*PROBLEM STATEMENT:* Convert the lines below into a Markdown table with two columns, Row and Line. Number each row and leave out any blank lines.

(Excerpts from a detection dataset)
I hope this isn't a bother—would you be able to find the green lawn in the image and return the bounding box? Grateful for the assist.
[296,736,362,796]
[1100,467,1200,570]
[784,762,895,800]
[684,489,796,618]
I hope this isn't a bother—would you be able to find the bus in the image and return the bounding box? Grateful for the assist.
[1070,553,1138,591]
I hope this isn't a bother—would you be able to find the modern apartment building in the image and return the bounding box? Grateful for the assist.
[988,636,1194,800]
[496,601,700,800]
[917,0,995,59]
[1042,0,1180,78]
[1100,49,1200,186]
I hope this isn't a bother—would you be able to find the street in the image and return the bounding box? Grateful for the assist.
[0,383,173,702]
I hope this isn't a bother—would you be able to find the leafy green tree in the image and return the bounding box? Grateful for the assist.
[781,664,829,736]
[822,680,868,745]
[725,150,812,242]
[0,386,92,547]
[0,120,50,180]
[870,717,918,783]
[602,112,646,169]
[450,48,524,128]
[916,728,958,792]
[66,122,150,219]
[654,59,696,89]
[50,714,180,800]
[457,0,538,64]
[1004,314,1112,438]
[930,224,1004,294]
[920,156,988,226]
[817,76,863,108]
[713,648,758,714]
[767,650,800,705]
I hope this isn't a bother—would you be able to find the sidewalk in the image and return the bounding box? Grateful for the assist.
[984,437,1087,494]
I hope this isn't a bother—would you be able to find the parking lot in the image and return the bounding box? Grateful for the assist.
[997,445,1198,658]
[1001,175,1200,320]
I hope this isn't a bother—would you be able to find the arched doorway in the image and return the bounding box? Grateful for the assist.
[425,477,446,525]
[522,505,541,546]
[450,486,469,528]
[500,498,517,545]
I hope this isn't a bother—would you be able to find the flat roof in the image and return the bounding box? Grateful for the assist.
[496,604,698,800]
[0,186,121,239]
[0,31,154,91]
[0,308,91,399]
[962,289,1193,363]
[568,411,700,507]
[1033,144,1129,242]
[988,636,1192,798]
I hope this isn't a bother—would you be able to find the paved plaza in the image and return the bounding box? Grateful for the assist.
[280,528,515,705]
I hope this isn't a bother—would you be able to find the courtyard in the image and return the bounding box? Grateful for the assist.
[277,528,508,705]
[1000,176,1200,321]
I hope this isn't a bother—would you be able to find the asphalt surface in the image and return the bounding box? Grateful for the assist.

*WRITTEN RESPONSE:*
| Row | Line |
|---|---|
| 1 | I hope this isn't a bother—would you be able to find the green lawn in the image and return the bounding box? Grateful for the assist. |
| 2 | [296,736,362,796] |
| 3 | [1100,467,1200,570] |
| 4 | [784,762,895,800] |
| 5 | [684,489,796,618] |
| 6 | I hope this isn't a bother—would you be able to find the bus in the image and return the bounding box? Grateful for the assist. |
| 7 | [1070,553,1138,591] |
| 8 | I hope this isn't a bother—would you be able to find the modern apartment building in the image and return the bounding box? Grateful for the assist. |
| 9 | [988,636,1194,800] |
| 10 | [496,601,700,800] |
| 11 | [917,0,995,59] |
| 12 | [1042,0,1180,78] |
| 13 | [1100,49,1200,186] |
| 14 | I hope this isn't a bother—would you be able to find the street in the image and return the bounding box? Grateful for the assist. |
| 15 | [0,383,173,702] |
| 16 | I hope this isn't a bother—would you be able to find the leafy green tree in the image and return the bounding box? Grateful for the assist. |
| 17 | [781,664,829,736] |
| 18 | [822,680,868,745] |
| 19 | [725,150,812,242] |
| 20 | [0,386,92,547] |
| 21 | [0,120,50,180] |
| 22 | [870,717,918,783] |
| 23 | [602,112,646,169] |
| 24 | [450,48,524,128] |
| 25 | [916,728,958,792] |
| 26 | [66,122,150,219] |
| 27 | [654,59,696,89] |
| 28 | [50,714,180,800] |
| 29 | [457,0,538,64] |
| 30 | [1004,314,1112,438] |
| 31 | [930,224,1004,294] |
| 32 | [920,156,988,226] |
| 33 | [817,76,863,108] |
| 34 | [713,648,758,714] |
| 35 | [767,650,800,705] |
| 36 | I hope this isn't a bother—would you be able to find the sidewalk in the image and return the bounding box? Grateful for the assist. |
| 37 | [984,437,1087,494] |
| 38 | I hope this isn't a bother—would you be able to find the parking lot in the image and return the bounding box? Grateful for the assist. |
| 39 | [997,445,1198,658] |
| 40 | [1001,175,1200,320] |
| 41 | I hope this isn't a bother—would you be able to find the arched doorway in the image and return the bounding box? Grateful for the assist. |
| 42 | [425,477,446,525] |
| 43 | [522,505,541,546] |
| 44 | [450,486,469,528] |
| 45 | [500,498,517,545] |
| 46 | I hope this isn't a bother—would you be able to find the flat roof in the image and return the bounding box? Grateful for the assist. |
| 47 | [496,604,698,800] |
| 48 | [0,186,121,239] |
| 49 | [0,31,154,91] |
| 50 | [0,308,91,399] |
| 51 | [962,289,1193,363] |
| 52 | [568,411,700,507] |
| 53 | [1033,144,1129,242] |
| 54 | [988,636,1192,798] |
| 55 | I hope this isn't a bother—would you be able to find the paved plaza in the image and return the bounding box? Grateful for the assist. |
| 56 | [280,528,515,705] |
| 57 | I hope this isn't a bother—would you be able to find the courtyard in the image and return the bounding box? Grateful for the assist. |
| 58 | [277,528,508,705] |
| 59 | [1000,176,1200,321] |
| 60 | I hope this isn't a bother—would you be able to find the asphalt surface in the image and return the bounding box? Grateful for the assist. |